Entries taken from a collection:
+++++
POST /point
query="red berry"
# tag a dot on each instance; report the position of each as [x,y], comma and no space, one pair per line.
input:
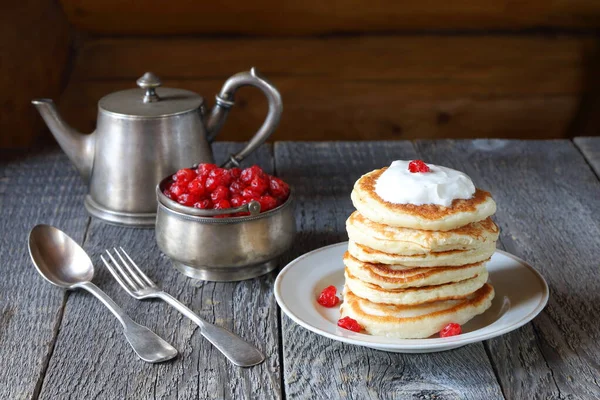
[451,329]
[267,203]
[236,188]
[203,204]
[327,298]
[187,199]
[167,192]
[350,324]
[259,185]
[279,188]
[184,175]
[217,177]
[196,187]
[177,190]
[220,193]
[418,166]
[235,173]
[205,168]
[211,183]
[250,194]
[236,201]
[250,173]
+++++
Work instructions. Copy every line above exactly, leaving no picture in the copy.

Result for this task.
POST /point
query="red berry"
# tag a dot on each instance; report the position of each as [x,y], comma and no space, one pair per line.
input:
[451,329]
[267,203]
[236,188]
[203,204]
[327,298]
[187,199]
[167,192]
[350,324]
[259,185]
[279,188]
[184,175]
[217,177]
[196,187]
[177,190]
[220,193]
[418,166]
[235,173]
[205,168]
[211,183]
[250,194]
[236,201]
[250,173]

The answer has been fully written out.